__Aim__:
Copy the material below word for word, from the start up to and including the line with "point(330, 339)". Leave the pictures out of your copy.

(Source records)
======
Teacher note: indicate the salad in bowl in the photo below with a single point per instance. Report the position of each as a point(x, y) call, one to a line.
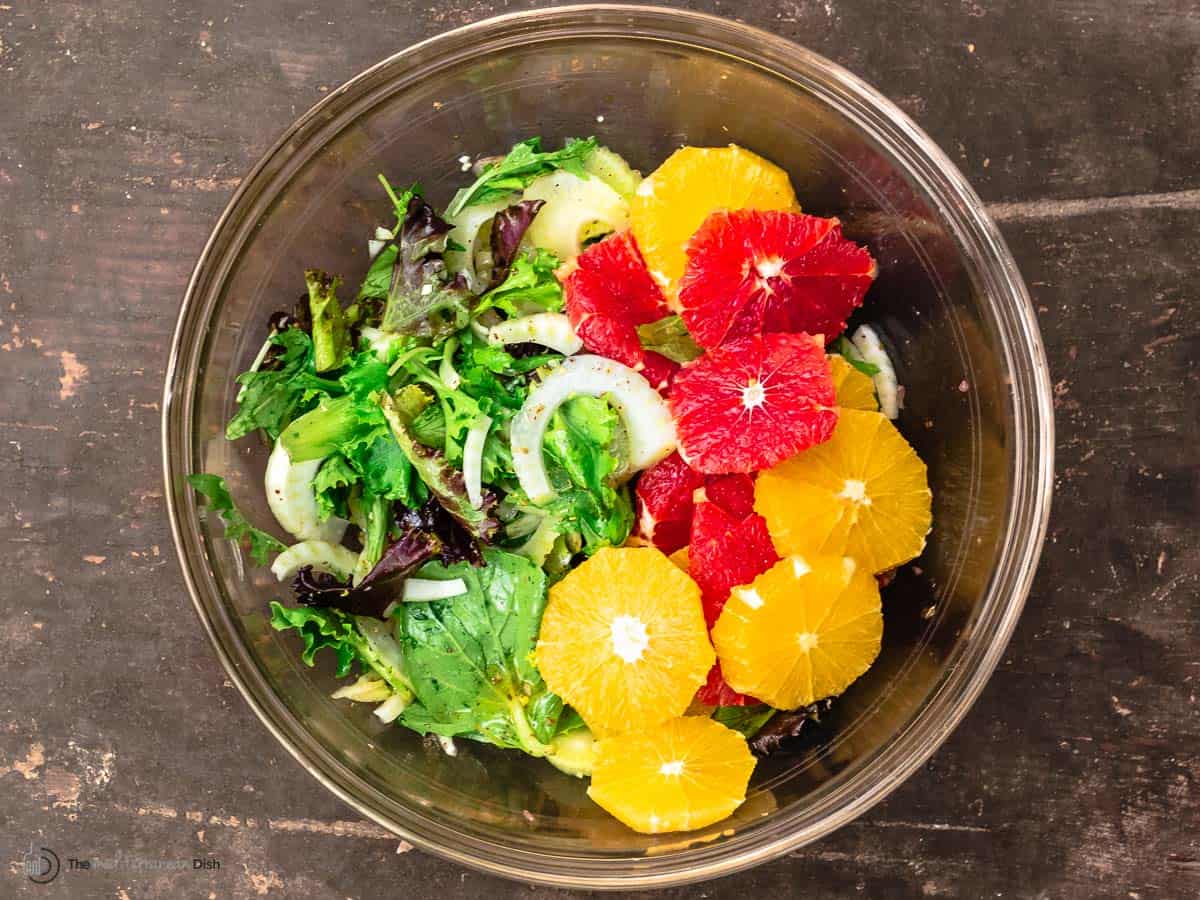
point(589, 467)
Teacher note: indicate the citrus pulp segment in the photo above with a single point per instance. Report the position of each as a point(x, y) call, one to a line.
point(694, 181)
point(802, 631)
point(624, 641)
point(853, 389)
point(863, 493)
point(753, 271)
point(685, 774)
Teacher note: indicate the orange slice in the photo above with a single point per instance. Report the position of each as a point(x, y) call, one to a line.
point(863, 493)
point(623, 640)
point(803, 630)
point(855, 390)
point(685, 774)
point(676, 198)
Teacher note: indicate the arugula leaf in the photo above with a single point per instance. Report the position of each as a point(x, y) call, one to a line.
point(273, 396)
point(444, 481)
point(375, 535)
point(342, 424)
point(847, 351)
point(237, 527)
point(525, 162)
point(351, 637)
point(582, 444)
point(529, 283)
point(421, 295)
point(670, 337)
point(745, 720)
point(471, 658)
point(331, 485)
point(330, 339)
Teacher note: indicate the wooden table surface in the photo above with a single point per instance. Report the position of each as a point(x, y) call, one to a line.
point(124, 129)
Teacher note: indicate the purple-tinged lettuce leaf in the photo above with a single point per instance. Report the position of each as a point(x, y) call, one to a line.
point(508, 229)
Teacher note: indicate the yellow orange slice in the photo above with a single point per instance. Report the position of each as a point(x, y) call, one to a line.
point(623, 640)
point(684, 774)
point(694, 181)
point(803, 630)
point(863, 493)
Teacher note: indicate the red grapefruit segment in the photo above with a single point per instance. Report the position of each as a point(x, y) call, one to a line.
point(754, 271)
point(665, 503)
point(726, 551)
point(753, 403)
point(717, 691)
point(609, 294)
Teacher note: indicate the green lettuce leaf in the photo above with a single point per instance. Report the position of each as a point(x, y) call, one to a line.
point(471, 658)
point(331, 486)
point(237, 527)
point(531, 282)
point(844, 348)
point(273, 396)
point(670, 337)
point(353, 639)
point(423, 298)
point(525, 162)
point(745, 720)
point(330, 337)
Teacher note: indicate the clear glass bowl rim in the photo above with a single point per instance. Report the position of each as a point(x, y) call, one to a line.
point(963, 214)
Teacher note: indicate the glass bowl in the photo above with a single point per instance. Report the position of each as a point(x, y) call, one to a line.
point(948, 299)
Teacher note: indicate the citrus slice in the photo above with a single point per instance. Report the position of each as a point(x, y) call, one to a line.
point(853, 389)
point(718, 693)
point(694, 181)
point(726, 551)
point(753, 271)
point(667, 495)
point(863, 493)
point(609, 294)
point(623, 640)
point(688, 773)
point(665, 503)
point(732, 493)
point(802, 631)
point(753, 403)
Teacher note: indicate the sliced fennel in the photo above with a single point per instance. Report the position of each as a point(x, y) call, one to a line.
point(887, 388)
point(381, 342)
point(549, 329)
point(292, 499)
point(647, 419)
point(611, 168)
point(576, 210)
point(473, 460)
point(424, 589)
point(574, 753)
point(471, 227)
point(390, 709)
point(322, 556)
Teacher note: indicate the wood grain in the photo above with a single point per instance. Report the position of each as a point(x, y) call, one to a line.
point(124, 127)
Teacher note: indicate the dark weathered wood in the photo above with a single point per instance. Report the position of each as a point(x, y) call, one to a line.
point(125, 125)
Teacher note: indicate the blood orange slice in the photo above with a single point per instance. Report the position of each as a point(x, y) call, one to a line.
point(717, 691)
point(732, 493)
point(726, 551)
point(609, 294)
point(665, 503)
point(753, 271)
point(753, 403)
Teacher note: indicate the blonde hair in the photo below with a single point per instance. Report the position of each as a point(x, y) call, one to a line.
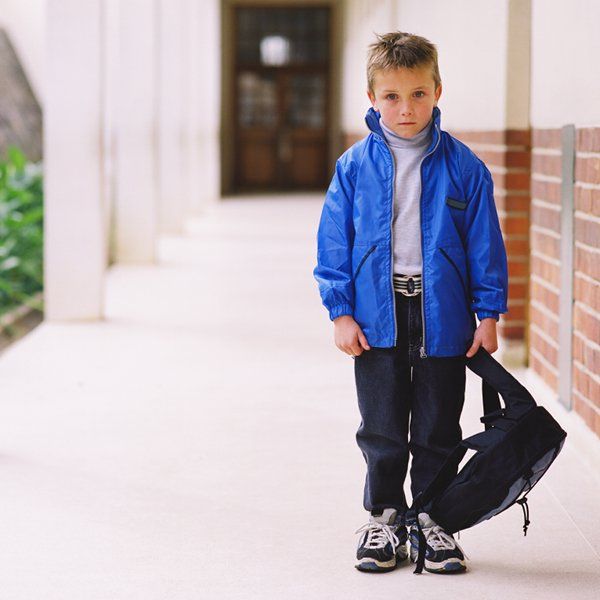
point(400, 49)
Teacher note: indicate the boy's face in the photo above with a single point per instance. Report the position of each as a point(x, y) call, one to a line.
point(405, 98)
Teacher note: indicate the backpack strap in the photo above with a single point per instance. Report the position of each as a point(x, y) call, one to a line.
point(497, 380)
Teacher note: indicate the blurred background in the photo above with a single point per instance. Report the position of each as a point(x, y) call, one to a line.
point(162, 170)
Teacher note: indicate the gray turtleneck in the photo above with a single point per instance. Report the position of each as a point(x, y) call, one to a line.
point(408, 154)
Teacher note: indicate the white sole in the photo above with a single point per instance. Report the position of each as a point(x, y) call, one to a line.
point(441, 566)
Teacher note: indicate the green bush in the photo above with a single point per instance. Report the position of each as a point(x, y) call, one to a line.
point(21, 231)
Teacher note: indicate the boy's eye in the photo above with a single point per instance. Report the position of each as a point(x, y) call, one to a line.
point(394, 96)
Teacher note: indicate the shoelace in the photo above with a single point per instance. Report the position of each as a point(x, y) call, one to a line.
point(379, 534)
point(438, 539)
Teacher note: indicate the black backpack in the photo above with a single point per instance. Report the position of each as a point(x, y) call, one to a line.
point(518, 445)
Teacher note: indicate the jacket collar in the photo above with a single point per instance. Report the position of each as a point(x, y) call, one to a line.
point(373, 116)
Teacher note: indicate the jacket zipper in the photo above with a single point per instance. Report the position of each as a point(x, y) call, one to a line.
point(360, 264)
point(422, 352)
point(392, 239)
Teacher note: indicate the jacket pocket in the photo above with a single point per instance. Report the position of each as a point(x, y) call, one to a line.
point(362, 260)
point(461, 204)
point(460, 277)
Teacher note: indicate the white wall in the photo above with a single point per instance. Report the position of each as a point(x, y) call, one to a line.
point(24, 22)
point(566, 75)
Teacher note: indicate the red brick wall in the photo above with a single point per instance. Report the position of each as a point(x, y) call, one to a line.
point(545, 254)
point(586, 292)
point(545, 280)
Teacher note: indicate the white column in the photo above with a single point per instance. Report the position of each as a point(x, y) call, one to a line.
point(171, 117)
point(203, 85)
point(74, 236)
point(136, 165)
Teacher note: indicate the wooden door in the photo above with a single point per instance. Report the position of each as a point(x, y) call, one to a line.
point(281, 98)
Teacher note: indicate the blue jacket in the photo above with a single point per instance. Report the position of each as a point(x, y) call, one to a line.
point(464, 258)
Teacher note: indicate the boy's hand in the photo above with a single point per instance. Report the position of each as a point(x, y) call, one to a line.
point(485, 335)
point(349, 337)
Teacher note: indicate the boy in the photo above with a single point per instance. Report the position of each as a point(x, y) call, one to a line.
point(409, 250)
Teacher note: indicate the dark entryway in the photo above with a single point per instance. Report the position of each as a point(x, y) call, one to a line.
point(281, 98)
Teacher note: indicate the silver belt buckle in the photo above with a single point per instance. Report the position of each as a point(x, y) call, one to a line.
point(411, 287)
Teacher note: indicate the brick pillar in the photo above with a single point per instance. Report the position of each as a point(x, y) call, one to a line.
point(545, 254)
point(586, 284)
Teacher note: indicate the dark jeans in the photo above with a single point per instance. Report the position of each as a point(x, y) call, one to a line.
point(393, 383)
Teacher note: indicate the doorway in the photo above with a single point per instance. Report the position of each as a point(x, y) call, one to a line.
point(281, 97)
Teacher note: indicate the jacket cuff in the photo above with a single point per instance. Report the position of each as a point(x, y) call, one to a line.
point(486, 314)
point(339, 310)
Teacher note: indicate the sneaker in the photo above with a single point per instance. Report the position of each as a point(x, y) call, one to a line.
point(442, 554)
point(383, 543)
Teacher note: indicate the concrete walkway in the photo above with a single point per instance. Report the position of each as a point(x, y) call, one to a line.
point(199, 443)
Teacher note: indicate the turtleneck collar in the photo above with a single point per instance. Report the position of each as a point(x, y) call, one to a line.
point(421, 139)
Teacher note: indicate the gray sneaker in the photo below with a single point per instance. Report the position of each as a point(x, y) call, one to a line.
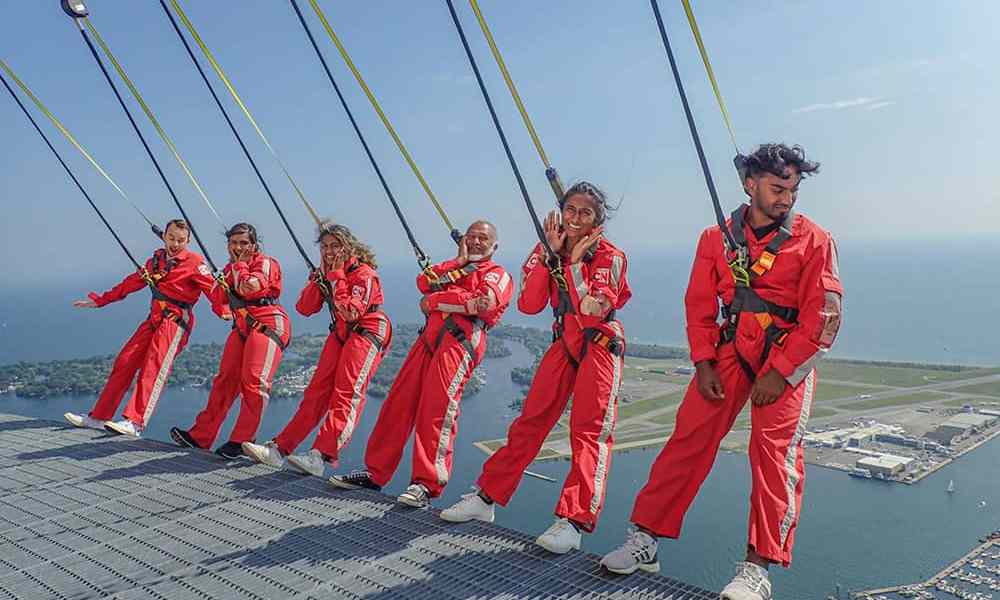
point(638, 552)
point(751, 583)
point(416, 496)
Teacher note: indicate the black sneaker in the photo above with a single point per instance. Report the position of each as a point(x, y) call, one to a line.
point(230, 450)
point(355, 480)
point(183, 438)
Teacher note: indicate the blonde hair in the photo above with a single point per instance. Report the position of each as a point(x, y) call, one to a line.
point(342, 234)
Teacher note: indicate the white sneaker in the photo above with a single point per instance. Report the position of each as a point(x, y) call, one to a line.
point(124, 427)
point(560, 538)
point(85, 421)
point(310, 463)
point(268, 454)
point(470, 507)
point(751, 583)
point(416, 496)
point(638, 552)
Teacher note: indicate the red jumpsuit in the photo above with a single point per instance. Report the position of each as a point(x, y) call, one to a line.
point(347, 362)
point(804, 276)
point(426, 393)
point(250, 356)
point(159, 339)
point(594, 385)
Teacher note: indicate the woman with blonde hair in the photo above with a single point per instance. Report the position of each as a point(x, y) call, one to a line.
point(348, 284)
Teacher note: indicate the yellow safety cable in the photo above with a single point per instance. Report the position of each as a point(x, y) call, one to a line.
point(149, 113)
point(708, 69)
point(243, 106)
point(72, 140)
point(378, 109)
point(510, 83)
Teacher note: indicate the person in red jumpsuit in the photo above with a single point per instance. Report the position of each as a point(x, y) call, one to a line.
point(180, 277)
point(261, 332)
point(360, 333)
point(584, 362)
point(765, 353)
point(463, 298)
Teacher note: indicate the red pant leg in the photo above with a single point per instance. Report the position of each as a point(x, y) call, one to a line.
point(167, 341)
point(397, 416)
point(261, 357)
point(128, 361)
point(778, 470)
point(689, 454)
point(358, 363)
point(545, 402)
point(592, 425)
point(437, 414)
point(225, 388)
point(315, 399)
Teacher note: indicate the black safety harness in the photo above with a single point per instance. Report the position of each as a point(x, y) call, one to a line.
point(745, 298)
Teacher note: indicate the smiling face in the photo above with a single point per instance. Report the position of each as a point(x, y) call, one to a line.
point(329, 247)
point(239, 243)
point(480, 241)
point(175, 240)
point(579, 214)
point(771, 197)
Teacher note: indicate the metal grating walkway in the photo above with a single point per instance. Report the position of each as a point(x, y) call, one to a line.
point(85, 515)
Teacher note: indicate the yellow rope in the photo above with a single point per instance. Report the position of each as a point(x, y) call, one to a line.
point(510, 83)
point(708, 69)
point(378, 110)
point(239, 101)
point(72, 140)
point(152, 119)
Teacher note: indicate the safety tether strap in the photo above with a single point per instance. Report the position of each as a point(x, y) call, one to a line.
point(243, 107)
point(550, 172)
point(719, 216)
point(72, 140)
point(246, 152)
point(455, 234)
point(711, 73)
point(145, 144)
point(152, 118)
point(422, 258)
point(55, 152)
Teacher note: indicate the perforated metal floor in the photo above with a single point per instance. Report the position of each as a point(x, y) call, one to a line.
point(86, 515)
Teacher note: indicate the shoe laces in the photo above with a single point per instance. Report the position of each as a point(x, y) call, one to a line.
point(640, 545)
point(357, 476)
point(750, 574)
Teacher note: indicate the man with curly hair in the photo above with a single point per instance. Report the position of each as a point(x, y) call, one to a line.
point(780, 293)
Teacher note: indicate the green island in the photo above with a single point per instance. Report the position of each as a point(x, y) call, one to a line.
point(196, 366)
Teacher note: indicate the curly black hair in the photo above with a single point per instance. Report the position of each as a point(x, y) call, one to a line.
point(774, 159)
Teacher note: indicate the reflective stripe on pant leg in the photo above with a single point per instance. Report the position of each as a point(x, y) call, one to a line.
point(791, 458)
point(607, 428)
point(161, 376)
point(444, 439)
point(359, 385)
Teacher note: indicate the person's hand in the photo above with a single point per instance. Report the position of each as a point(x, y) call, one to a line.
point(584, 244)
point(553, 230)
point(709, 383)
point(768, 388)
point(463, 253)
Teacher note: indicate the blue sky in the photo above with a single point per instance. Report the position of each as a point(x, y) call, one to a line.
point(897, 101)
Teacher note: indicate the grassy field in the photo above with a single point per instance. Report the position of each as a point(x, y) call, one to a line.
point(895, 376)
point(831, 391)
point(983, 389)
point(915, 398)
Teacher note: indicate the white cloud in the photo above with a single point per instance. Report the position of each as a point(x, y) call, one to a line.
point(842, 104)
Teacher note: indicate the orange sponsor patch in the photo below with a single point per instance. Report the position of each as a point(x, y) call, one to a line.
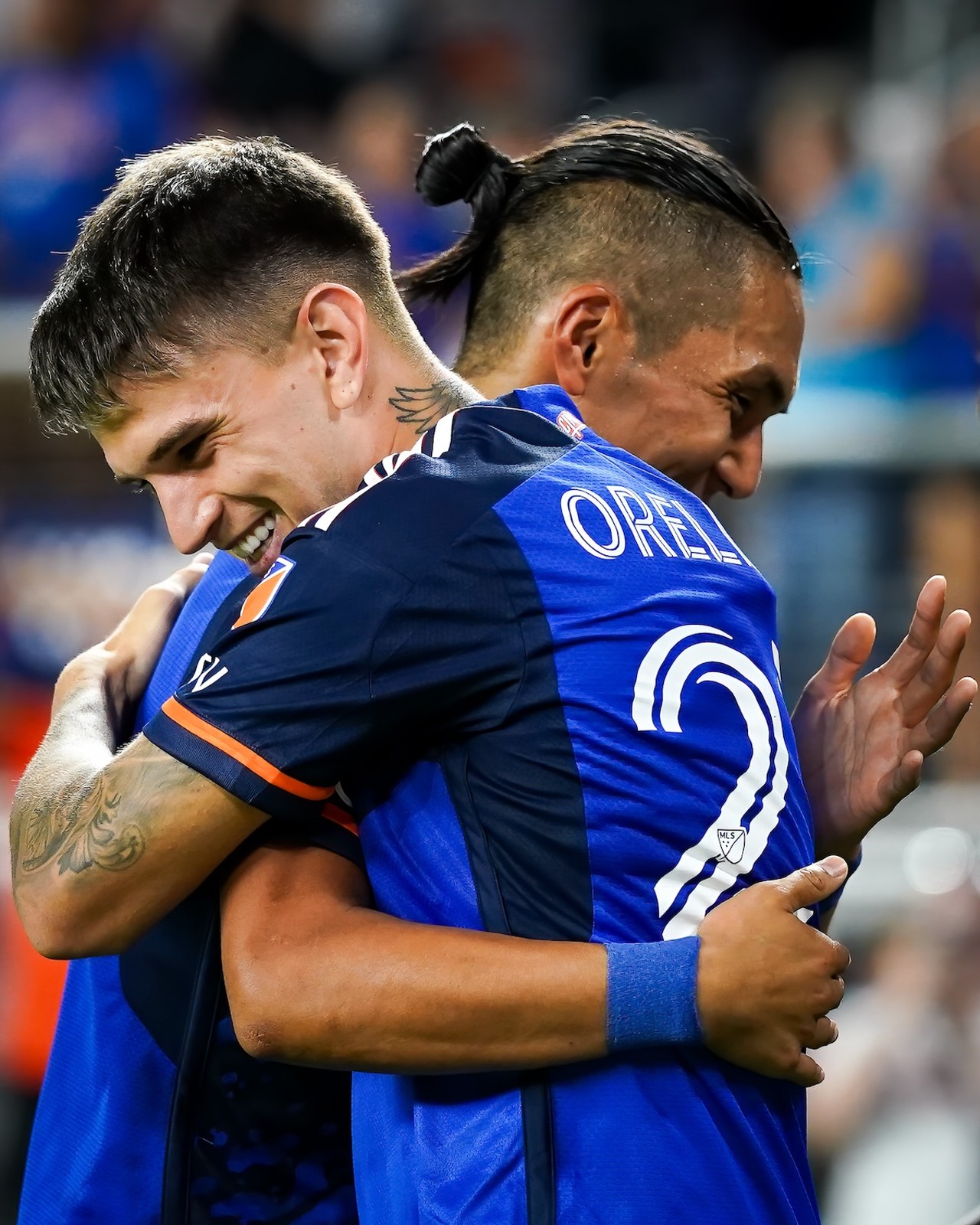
======
__Worked answer__:
Teacher note: indicate the salad in bowl in the photo below with a single point per instance. Report the position of each as a point(x, y) call, one to a line.
point(589, 467)
Teacher note: indicate the citrus pulp segment in the photo above with a single point per instance. Report the position of each as a point(x, y) call, one to a line.
point(694, 181)
point(802, 631)
point(624, 641)
point(853, 389)
point(863, 493)
point(753, 271)
point(685, 774)
Teacher note: indicate the orange slice in the photo above with a single point per instance. Report the position of each as a point(x, y) call, one to a line.
point(863, 493)
point(623, 640)
point(803, 630)
point(855, 390)
point(685, 774)
point(676, 198)
Teacher note: indicate the arugula leaf in the photo above with a single point per instance. Report the position of each as a point(x, y) call, one to a line.
point(273, 396)
point(444, 481)
point(375, 535)
point(342, 424)
point(847, 351)
point(237, 527)
point(525, 162)
point(351, 637)
point(582, 444)
point(529, 283)
point(421, 295)
point(670, 337)
point(745, 720)
point(471, 658)
point(331, 485)
point(330, 339)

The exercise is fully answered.